**SOURCE**
[Start]

Backcountry Logger at Mt. Langley

The backcountry logger and I climbed Mt. Langley this past weekend, providing its first real test in the wild. Langley is a 14026 foot peak in the southern Sierra Nevada mountains of California, about five miles from Mt. Whitney. I brought both the classic logger and the new mini logger for the trip, but ultimately left the mini logger in the car due to concerns over its fragility. The classic logger worked very well, and accompanied me through all the miles of trail and rocks to the summit.

The drive from my home in San Francisco to the trailhead near Lone Pine passes right through Yosemite National Park, so I was able to test both loggers in the car. As we traveled through Tioga Pass on the highway, I was thrilled to see cool elevation profile graphs with numbers in thousands of feet– my first direct proof that the logger works at elevations beyond spitting distance from sea level. You could clearly see each smaller pass on the graph as a series of humps on the overall upward trend. I don’t know why seeing a real-time elevation profile of your travel is so awesome, but it is.

During the drive, I found that the mini logger’s OLED screen didn’t hold up as well in sunlight as I’d hoped. While it looks beautiful indoors, outside in the sun it has a decidedly washed-out look. It’s still readable, but the basic LCD of the classic logger is much better for reading in the sun. I think the OLED offers some brightness or contrast configuration options that may help a bit, so I’ll research those.

We arrived at the 10000 ft trailhead, where I left the mini logger safely in the glovebox. Upon returning two days later, it showed some cool graphs of the 65-degree day to night temperature swings in the car. Meanwhile I packed the classic logger in my backpack’s waist pouch, and my hiking buddy and I hit the trail. Despite being in high mountain country with near 360-degree views, the GPS failed to get a satellite lock, so we relied on the logger’s elevation info plus the topo map to measure our progress on the trail. Spotty or non-existent GPS reception plagued us all weekend, so we were very happy to have the logger to help measure progress during our climb.

The first night we made camp a bit over 11000 ft, and rose early the next morning for summit day. My immediate thought was to check the overnight temperature graph, which showed a nice curve with an overnight low of 30.5 F around 1:00 AM. Ice in my water bottle confirmed the sub-freezing temperature. By 6:52 when this picture was taken, the sun was up and it had already warmed into the mid 40’s. After more experimentation that day and the next, I found that the temperature readings are easily skewed by sunlight or human hands. When left sitting in the shade or dark, the logger traces a nice smooth temperature graph. But move into a patch of sunlight, and the temperature reading can easily jump 10 degrees or more in couple minutes. Just holding the logger in your hands and pressing its buttons can have a similar effect. To get a good temperature reading, it’s necessary to leave the logger on the ground in the shade for a few minutes, then press a button once to wake it and immediately read the temperature.

[End]

**REQUIRED ACTIONS**
1. Duplicate the Mt. Langley trip report, everything from "The backcountry logger" down to "to the summit.".
2. In the Mt. Langley trip report, what overnight low did the logger record on the first night, and around what time?
You won't need the lines that come after the Mt. Langley trip report.

[Dataset items]
[Start]

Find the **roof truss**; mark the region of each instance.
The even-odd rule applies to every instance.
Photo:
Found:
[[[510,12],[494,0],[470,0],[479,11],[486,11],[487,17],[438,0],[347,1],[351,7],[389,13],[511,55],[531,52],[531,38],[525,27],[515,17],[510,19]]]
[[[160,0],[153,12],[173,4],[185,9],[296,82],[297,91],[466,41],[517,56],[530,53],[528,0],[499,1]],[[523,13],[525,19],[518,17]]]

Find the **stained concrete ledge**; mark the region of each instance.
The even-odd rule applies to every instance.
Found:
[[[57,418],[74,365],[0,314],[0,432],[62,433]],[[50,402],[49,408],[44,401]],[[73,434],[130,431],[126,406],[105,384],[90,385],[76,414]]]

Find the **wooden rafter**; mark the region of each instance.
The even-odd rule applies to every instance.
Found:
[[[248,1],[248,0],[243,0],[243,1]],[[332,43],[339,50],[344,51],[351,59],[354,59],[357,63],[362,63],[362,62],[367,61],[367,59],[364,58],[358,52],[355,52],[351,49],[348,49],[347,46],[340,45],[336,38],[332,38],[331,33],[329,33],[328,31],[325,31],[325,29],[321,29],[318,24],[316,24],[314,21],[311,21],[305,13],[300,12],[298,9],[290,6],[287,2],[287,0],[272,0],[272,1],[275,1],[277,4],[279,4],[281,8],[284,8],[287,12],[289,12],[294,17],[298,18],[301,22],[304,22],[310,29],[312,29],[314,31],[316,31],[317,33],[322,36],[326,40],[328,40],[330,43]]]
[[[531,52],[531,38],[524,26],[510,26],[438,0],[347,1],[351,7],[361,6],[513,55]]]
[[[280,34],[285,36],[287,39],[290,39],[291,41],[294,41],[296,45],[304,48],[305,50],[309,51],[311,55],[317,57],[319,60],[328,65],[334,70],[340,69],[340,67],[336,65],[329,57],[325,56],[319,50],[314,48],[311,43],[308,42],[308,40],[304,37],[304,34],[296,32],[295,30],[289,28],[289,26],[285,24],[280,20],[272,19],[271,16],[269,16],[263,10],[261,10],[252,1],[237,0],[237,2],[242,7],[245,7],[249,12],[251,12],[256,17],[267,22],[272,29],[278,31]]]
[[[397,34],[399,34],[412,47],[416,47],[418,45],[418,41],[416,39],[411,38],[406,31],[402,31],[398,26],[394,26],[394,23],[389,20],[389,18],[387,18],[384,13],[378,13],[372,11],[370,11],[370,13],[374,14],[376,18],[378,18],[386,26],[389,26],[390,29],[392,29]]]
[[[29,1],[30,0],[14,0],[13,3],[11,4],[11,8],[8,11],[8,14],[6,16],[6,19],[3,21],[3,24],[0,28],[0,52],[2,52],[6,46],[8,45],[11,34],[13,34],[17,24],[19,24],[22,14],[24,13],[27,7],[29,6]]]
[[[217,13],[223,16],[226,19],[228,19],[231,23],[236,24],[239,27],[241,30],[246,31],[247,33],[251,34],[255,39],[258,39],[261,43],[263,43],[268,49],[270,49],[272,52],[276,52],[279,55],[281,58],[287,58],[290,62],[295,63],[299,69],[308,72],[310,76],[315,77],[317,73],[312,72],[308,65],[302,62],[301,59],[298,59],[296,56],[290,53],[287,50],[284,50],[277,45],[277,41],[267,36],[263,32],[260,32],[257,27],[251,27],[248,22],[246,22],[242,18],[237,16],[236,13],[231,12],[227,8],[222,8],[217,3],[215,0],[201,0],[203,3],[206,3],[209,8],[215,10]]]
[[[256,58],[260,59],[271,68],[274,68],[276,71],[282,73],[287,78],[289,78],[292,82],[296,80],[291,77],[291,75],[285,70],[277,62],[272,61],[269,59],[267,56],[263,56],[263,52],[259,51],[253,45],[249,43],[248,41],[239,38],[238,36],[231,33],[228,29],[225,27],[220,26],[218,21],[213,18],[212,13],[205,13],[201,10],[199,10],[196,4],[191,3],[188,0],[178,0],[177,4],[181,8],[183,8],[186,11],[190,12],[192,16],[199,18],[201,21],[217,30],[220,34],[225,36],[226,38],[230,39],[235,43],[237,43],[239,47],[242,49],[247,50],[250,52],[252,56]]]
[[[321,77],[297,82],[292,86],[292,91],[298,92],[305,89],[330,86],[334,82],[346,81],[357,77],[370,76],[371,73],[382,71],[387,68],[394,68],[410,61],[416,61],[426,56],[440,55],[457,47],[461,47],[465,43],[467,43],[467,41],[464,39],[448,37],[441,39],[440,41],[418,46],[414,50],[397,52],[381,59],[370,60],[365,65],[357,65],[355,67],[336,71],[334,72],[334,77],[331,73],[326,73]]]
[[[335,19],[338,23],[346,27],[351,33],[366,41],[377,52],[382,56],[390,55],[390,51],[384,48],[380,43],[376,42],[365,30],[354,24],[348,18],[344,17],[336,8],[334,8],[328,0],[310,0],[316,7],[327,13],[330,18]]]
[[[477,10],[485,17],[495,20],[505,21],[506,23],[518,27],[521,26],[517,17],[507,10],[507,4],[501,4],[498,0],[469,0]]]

[End]

**RESPONSE LIST**
1.
The backcountry logger and I climbed Mt. Langley this past weekend, providing its first real test in the wild. Langley is a 14026 foot peak in the southern Sierra Nevada mountains of California, about five miles from Mt. Whitney. I brought both the classic logger and the new mini logger for the trip, but ultimately left the mini logger in the car due to concerns over its fragility. The classic logger worked very well, and accompanied me through all the miles of trail and rocks to the summit.

2. 30.5 F, around 1:00 AM.